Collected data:
-=-=-

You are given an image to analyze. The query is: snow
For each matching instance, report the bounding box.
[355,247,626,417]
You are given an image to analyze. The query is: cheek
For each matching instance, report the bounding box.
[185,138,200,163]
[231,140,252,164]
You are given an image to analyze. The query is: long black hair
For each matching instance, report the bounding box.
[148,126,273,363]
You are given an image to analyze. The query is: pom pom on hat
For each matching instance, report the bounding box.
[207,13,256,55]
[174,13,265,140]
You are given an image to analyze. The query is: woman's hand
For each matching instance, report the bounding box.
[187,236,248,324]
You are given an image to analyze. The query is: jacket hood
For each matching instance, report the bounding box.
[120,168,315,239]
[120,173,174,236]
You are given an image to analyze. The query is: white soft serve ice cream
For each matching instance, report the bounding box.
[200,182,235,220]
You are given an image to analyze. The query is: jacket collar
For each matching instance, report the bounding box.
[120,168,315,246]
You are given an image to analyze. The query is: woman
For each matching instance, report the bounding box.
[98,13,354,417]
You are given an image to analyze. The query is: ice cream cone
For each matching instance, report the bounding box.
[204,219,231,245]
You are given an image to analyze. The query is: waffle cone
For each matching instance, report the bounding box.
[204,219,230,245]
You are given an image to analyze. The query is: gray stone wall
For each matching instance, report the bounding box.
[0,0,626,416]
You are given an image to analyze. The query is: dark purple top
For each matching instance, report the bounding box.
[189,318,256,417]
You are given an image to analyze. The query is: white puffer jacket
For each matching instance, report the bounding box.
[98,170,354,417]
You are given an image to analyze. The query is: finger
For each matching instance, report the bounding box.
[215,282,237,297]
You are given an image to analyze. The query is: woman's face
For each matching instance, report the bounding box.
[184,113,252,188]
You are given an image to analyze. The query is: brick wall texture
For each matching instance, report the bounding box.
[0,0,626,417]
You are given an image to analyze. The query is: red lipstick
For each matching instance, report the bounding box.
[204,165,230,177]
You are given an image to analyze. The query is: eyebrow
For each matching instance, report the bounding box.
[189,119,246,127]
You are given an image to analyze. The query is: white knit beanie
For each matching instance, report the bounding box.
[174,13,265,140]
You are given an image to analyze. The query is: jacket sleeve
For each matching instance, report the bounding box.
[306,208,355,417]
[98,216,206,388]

-=-=-

▸ **The request**:
Find every line in the entries above that contains the word "cream", and copy each of those lines.

▸ **Task result**:
You are given an image to analyze. The query is: white soft serve ice cream
You are given an image to analyze. The query is: ice cream cone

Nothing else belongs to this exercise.